Texto de referência:
== == ==
De um total de 2.657 carros policiais, 990 encontram-se parados, à espera de manutenção.
Mais de um terço das viaturas dos batalhões da Polícia Militar estão paradas por falta de manutenção, de acordo com dados do Conselho Nacional do Ministério Público, obtidos com exclusividade pela reportagem. Os números foram coletados a partir de inspeções de promotores às 39 unidades responsáveis pelo policiamento ostensivo do estado em maio deste ano. De um total de 2.657 carros policiais, 990 encontram-se parados, à espera de manutenção. Ou seja, 37,2% da frota, o que compromete o policiamento adequado. É o que mostra o segundo capítulo da série ‘Rio sem Polícia’, que aponta os problemas logísticos e de efetivo que contribuem para a falta de segurança enfrentada pela população do estado.
O batalhão de Campos dos Goytacazes, no Norte Fluminense, é o que mais sofre pela falta de carros. No dia 9 de maio, data da inspeção, das 183 viaturas, 120 (65%) estavam indisponíveis por problemas mecânicos. Por ironia, Campos é o único município que possui efetivo muito acima do considerado ideal pela própria corporação, conforme mostrou a reportagem de domingo. O batalhão possui 355 PMs a mais para realizar a segurança na cidade, mas faltam carros para o patrulhamento. Atualmente, o efetivo de PMs no estado está 40% abaixo do ideal.
Além de Campos, outras cinco unidades estão com mais de 50% das viaturas “baixadas”. São elas: Duque de Caxias , Copacabana (Rio), Magé, Resende e Belford Roxo. Outros 15 batalhões estão com mais de 40% dos carros parados. Desde 2007, a PM tinha um contrato de reposição de veículos com a empresa CS Brasil. Caso um carro policial ficasse na oficina, ele seria reposto em 48 horas por outro da empresa. No entanto, o contrato em novembro do ano passado não foi renovado por falta de verba.
Agora, comandantes recebem uma verba da própria PM e têm que barganhar com donos de oficinas os preços e as datas de entrega dos carros. Outros, encontraram soluções mais criativas, como o 33º BPM ( Angra dos Reis). Há três meses foi feito um acordo com o Ministério Público de Paraty: quem cometer uma infração leve poderá substituir a multa por latas de óleo de motor ou peças automobilísticas entregues diretamente na unidade.
Para Ignácio Cano, sociólogo do Laboratório de Análise da Violência da Uerj, a falta de um contrato público resulta em um tipo de privatização da segurança. “É uma situação de extrema gravidade, pois haverá busca e negociação direta na iniciativa privada para resolver os problemas mecânicos. Com isso, abre-se uma janela para a troca de favores. A viatura poderá ficar na porta de quem paga mais”, opinou.
== == ==
Material de origem:

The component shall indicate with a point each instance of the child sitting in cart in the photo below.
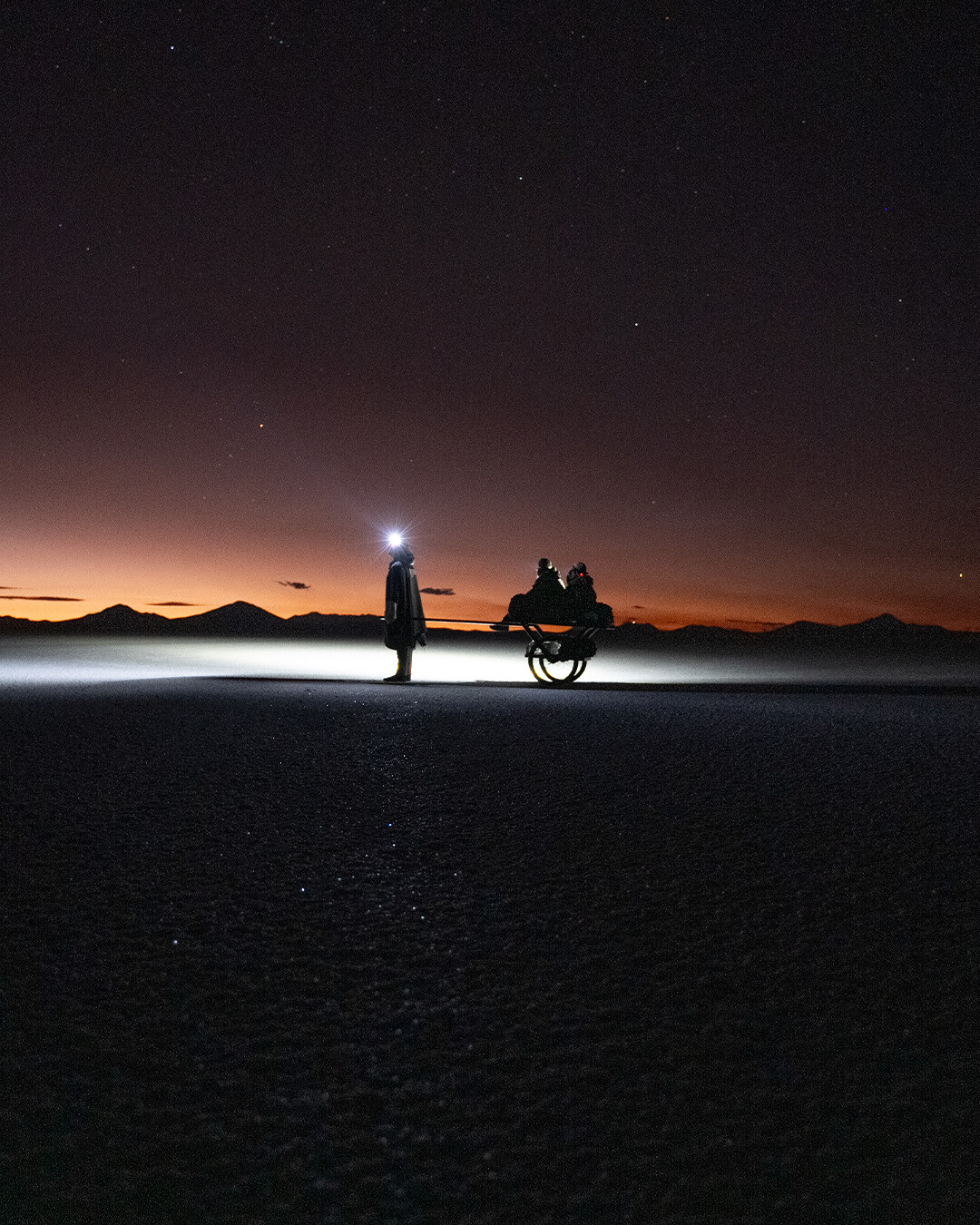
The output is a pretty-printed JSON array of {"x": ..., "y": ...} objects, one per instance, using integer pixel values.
== == ==
Instruções:
(a) Resuma em duas frases o texto sobre as viaturas da PM.
(b) Com base no texto sobre as viaturas da PM, responda:
(i) Quantas unidades responsáveis pelo policiamento ostensivo foram inspecionadas pelos promotores?
(ii) Em quanto tempo a empresa CS Brasil repunha um carro policial que ficasse na oficina?
(iii) Pelo acordo com o Ministério Público de Paraty, o que pode substituir a multa de quem comete uma infração leve?
(c) Diga se cada afirmação está de acordo com o texto sobre as viaturas da PM, respondendo sim ou não e citando as palavras do texto que decidem:
(i) O efetivo de PMs no estado está 40% abaixo do ideal.
(ii) O contrato com a CS Brasil foi renovado em novembro do ano passado.
(iii) Ignácio Cano é sociólogo da Uerj.
O material é independente do texto sobre as viaturas da PM.

Respostas por tarefa:
(a) Segundo dados do Conselho Nacional do Ministério Público, 990 das 2.657 viaturas dos batalhões da Polícia Militar, ou 37,2% da frota, estão paradas à espera de manutenção, e o batalhão de Campos dos Goytacazes é o mais afetado, com 120 de 183 carros indisponíveis. O contrato de reposição de veículos com a empresa CS Brasil, vigente desde 2007, não foi renovado em novembro do ano passado por falta de verba, e agora os comandantes negociam preços e prazos diretamente com donos de oficinas.

(b)
(i) 39 unidades.
(ii) Em 48 horas.
(iii) Latas de óleo de motor ou peças automobilísticas entregues diretamente na unidade.

(c)
(i) Sim: “Atualmente, o efetivo de PMs no estado está 40% abaixo do ideal.”
(ii) Não: “o contrato em novembro do ano passado não foi renovado por falta de verba”
(iii) Sim: “Ignácio Cano, sociólogo do Laboratório de Análise da Violência da Uerj”